Pull out every line of the records below that contains the word "light", and copy each of those lines in full.

Dataset records ▸
----

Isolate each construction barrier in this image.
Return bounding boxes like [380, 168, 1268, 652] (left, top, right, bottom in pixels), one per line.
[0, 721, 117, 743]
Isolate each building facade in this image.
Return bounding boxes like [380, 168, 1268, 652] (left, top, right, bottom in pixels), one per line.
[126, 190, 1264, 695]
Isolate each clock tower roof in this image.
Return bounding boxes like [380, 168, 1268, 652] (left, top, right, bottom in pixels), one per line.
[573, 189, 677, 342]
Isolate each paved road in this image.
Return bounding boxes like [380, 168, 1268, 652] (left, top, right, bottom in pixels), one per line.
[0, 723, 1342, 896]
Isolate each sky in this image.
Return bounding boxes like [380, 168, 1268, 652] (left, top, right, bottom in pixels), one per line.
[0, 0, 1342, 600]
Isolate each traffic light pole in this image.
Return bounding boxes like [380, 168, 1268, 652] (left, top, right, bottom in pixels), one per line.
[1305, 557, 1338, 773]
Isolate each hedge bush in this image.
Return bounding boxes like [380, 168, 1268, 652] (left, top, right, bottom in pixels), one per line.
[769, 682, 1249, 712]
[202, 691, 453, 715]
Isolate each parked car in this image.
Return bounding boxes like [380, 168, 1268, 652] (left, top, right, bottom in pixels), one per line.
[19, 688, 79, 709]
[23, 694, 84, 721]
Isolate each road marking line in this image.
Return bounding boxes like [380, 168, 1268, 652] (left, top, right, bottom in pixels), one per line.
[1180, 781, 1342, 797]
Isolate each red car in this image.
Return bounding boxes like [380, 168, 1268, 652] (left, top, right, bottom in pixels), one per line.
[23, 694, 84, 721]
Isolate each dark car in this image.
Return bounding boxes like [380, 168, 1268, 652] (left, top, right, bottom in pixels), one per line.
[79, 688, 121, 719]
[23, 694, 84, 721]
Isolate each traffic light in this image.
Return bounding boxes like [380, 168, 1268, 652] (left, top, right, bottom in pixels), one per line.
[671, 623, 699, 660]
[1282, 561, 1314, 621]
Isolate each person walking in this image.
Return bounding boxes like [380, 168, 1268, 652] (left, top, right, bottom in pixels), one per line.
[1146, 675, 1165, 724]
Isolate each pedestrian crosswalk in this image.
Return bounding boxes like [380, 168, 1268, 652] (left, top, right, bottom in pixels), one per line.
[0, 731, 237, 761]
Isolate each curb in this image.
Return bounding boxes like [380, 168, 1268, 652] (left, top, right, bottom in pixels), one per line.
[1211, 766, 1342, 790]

----

Response to the exercise ▸
Isolate each traffic light pole in this image.
Isolate each traffic light in this image.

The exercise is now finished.